» What the task requires: Copy the items below verbatim, taking only the stretch from the line containing "Return boxes for any man present." through the line containing "[153,0,332,205]", both ends included.

Data extracted from a collection:

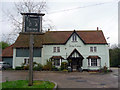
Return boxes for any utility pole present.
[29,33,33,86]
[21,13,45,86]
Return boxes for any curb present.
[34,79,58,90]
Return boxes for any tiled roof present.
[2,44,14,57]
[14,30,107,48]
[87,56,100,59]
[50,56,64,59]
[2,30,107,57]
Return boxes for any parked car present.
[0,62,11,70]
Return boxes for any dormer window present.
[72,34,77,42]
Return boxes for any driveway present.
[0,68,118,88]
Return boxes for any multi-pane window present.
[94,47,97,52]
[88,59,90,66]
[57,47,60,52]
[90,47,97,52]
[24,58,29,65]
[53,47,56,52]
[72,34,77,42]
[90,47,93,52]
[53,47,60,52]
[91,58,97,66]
* * *
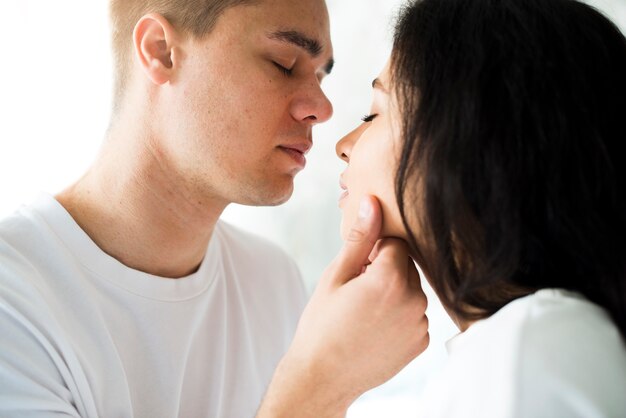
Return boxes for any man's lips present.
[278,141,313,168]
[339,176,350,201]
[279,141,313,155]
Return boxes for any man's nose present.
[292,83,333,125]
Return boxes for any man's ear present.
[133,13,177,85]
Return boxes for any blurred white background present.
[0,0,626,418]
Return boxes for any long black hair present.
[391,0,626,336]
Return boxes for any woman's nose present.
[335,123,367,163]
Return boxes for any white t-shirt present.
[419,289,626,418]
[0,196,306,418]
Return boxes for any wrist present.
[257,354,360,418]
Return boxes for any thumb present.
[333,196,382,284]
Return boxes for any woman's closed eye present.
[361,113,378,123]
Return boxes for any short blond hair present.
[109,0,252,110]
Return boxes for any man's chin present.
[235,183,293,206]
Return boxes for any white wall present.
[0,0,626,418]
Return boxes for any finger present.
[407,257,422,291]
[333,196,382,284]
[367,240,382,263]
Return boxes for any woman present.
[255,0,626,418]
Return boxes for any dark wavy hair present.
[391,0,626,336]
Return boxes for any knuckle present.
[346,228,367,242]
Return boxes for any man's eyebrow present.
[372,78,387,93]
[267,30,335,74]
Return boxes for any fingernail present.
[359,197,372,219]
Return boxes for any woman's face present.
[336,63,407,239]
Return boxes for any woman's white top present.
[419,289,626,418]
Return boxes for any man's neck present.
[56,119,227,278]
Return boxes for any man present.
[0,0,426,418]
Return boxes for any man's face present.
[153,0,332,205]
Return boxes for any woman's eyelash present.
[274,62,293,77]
--
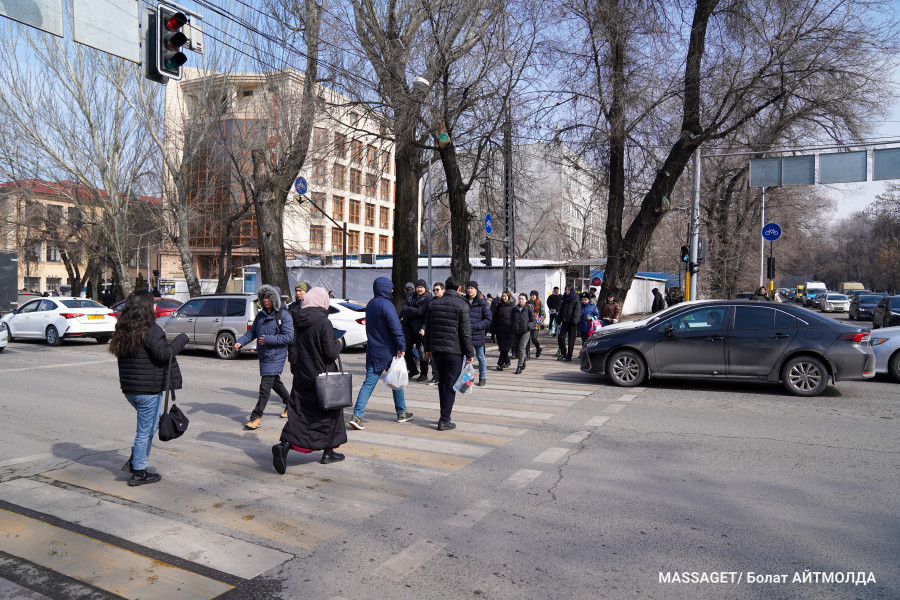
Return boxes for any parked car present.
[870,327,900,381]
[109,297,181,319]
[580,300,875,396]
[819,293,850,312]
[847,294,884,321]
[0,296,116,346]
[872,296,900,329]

» Finished task:
Return boxes for any man present.
[0,0,426,418]
Return boxes for any man's face present.
[153,0,332,205]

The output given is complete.